Brief: How would you render this sentence from the text on Hickling's listed buildings in Spanish: "The parish contains the village of Hickling and the surrounding countryside."

======== Extract to read ========

= Listed buildings in Hickling, Nottinghamshire =

Hickling is a civil parish in the Rushcliffe district of Nottinghamshire, England. The parish contains 30 listed buildings that are recorded in the National Heritage List for England. Of these, one is listed at Grade I, the highest of the three grades, and the others are at Grade II, the lowest grade. The parish contains the village of Hickling and the surrounding countryside. The Grantham Canal passes through the parish, and the listed buildings associated with it are mileposts, an aqueduct and a former warehouse. The other listed buildings include houses, cottages and associated structures, farmhouses and farm buildings, a church, and headstones and a tomb in the churchyard.

======== Records supplied ========

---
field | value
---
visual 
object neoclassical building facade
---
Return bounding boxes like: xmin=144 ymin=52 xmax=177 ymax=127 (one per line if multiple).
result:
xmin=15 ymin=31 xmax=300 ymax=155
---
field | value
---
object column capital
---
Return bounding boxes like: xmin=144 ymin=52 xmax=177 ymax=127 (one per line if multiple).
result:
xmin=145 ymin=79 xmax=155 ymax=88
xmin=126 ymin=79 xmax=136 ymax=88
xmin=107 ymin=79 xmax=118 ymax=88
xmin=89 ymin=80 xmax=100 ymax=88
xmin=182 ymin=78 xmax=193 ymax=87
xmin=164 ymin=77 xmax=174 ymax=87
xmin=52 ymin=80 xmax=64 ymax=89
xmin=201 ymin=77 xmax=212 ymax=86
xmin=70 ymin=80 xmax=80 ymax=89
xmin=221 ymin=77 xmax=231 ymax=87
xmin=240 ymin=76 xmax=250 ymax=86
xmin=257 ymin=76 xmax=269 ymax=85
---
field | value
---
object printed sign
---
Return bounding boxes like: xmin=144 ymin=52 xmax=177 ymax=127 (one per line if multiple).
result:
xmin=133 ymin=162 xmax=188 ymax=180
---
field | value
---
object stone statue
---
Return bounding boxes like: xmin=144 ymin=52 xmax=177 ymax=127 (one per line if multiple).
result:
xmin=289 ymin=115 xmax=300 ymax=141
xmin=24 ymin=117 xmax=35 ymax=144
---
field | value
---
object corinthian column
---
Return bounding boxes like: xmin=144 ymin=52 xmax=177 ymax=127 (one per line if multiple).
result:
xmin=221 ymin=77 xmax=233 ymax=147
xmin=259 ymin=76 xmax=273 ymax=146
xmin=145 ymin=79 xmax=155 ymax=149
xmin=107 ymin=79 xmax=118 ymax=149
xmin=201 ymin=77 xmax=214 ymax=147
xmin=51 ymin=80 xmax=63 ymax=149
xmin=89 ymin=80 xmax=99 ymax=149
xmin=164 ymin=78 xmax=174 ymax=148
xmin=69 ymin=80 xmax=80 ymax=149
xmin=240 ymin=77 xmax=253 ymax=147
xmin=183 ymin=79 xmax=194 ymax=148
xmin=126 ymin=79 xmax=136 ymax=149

========

Answer to the problem: La parroquia comprende el pueblo de Hickling y el campo circundante.